## TASK LIST
a) In the notebook excerpt on causes of death, copy the part from "I needed to" to "output_notebook(hide_banner=True)", replacing "bokeh" with "plotlib".
b) Turn the listing from the line with "Task: Locate the green" to the line with "[0,294,112,318]" into a two-column CSV with the headers task and box. Give one row per request, with its text and its answer each in one quoted field and line breaks replaced by spaces.

I needed to get a look at this graphically. Sadly, drug abuses seem to be increasing much faster than all other causes of death. What's going on here?

In [88]:
from bokeh.plotting import figure, output_notebook, show
from bokeh.charts import Line, Bar
from bokeh.layouts import row
from bokeh.models.widgets import Panel,Tabs
from bokeh.models import ranges
output_notebook(hide_banner=True)

In [86]:
#the graph is a bit too cluttered, if I have time to go back I should replace some of the lines below with an avg.
p=Line(causes_by_y_top_5, x='Year', y='indexed_total', title='Drug Abuses Sky-Rocket',ylabel='Suicides, indexed at 2001 values',
       color='Type', width=800)
p.toolbar_location=None
show(p)

Where is this increase in drug abuses coming from? Let's look at age and gender first.

## INPUT DATA

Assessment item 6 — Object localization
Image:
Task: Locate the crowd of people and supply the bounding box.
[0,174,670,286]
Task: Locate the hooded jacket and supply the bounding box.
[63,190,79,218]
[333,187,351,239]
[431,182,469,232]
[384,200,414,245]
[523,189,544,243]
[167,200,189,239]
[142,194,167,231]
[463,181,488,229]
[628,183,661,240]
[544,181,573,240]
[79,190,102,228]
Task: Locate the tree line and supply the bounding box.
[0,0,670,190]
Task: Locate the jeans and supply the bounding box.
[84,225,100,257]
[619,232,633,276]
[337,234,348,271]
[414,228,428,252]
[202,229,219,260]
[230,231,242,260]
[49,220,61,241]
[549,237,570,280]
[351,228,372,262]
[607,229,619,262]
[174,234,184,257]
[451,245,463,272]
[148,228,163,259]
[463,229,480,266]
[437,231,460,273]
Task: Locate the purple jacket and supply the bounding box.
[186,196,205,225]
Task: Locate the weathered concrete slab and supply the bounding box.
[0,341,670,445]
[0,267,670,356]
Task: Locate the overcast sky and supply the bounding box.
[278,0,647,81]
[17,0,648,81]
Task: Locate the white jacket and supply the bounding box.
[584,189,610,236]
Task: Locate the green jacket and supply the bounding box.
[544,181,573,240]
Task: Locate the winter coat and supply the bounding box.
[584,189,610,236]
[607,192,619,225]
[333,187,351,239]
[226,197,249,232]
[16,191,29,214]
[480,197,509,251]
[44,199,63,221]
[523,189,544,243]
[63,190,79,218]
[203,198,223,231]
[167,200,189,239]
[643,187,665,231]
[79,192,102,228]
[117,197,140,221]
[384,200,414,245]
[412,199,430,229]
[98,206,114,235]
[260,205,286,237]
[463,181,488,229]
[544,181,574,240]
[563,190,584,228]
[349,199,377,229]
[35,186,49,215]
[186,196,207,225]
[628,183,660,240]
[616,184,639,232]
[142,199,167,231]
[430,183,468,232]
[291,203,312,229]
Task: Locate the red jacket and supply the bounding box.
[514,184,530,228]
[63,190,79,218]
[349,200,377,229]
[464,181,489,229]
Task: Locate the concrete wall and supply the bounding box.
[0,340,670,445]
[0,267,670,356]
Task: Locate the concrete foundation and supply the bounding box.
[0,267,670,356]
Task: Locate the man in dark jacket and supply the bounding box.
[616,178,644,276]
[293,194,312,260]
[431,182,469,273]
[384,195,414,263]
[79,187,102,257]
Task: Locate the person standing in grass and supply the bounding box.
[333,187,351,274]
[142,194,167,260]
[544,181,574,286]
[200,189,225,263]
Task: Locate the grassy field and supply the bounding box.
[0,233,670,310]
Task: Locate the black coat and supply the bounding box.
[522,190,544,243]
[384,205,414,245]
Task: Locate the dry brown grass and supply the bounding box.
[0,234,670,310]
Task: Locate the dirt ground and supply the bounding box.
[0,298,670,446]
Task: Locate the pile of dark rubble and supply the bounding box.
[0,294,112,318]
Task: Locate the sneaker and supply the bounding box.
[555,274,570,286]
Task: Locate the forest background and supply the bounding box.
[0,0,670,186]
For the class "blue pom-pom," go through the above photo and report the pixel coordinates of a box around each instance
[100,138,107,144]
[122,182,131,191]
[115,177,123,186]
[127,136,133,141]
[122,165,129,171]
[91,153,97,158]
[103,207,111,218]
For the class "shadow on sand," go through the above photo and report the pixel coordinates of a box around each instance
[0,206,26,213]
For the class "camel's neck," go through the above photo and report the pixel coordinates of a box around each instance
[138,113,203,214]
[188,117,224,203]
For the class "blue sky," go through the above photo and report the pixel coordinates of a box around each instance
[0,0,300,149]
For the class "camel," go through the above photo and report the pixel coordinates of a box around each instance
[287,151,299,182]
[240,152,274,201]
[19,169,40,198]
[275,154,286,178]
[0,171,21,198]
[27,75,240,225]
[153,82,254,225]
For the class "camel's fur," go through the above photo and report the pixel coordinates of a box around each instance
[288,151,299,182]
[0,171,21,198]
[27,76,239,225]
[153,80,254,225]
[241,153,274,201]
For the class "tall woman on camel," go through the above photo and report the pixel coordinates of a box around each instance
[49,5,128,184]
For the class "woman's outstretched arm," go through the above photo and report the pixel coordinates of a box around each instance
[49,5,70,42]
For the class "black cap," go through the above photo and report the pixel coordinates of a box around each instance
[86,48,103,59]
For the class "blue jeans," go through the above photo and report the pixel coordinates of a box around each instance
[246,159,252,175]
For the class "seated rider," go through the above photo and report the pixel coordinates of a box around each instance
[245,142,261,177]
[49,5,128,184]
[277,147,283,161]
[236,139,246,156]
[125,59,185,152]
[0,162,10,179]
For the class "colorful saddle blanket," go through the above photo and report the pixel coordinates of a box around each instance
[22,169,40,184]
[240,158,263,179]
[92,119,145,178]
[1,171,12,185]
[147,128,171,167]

## FINAL RESULTS
a)
I needed to get a look at this graphically. Sadly, drug abuses seem to be increasing much faster than all other causes of death. What's going on here?

In [88]:
from plotlib.plotting import figure, output_notebook, show
from plotlib.charts import Line, Bar
from plotlib.layouts import row
from plotlib.models.widgets import Panel,Tabs
from plotlib.models import ranges
output_notebook(hide_banner=True)

b)
task,box
"Task: Locate the green jacket and supply the bounding box.","[544,181,573,240]"
"Task: Locate the winter coat and supply the bounding box.","[584,189,610,236] [607,192,619,225] [333,187,351,239] [226,197,249,232] [16,191,29,214] [480,197,509,251] [44,199,63,221] [523,189,544,243] [63,190,79,218] [203,198,223,231] [167,200,189,239] [643,187,665,231] [79,192,102,228] [117,197,140,221] [384,200,414,245] [412,199,430,229] [98,206,114,235] [260,205,286,237] [463,181,488,229] [544,181,574,240] [563,190,584,228] [349,199,377,229] [35,186,49,215] [186,196,207,225] [628,183,660,240] [616,184,639,232] [142,199,167,231] [430,183,468,232] [291,203,312,229]"
"Task: Locate the red jacket and supply the bounding box.","[514,184,530,228] [63,190,79,218] [349,200,377,229] [464,181,489,229]"
"Task: Locate the concrete wall and supply the bounding box.","[0,340,670,445] [0,267,670,356]"
"Task: Locate the concrete foundation and supply the bounding box.","[0,267,670,356]"
"Task: Locate the man in dark jacket and supply the bounding box.","[616,178,644,276] [293,194,312,260] [431,182,469,273] [384,195,414,263] [79,187,102,257]"
"Task: Locate the person standing in grass and supply the bounding box.","[333,187,351,274] [142,194,167,260] [544,181,574,286] [200,189,225,263]"
"Task: Locate the grassy field and supply the bounding box.","[0,233,670,310]"
"Task: Locate the black coat and supply the bounding box.","[522,190,544,243] [384,205,414,245]"
"Task: Locate the dry brown grass and supply the bounding box.","[0,234,670,310]"
"Task: Locate the dirt ground and supply the bounding box.","[0,298,670,446]"
"Task: Locate the pile of dark rubble and supply the bounding box.","[0,294,112,318]"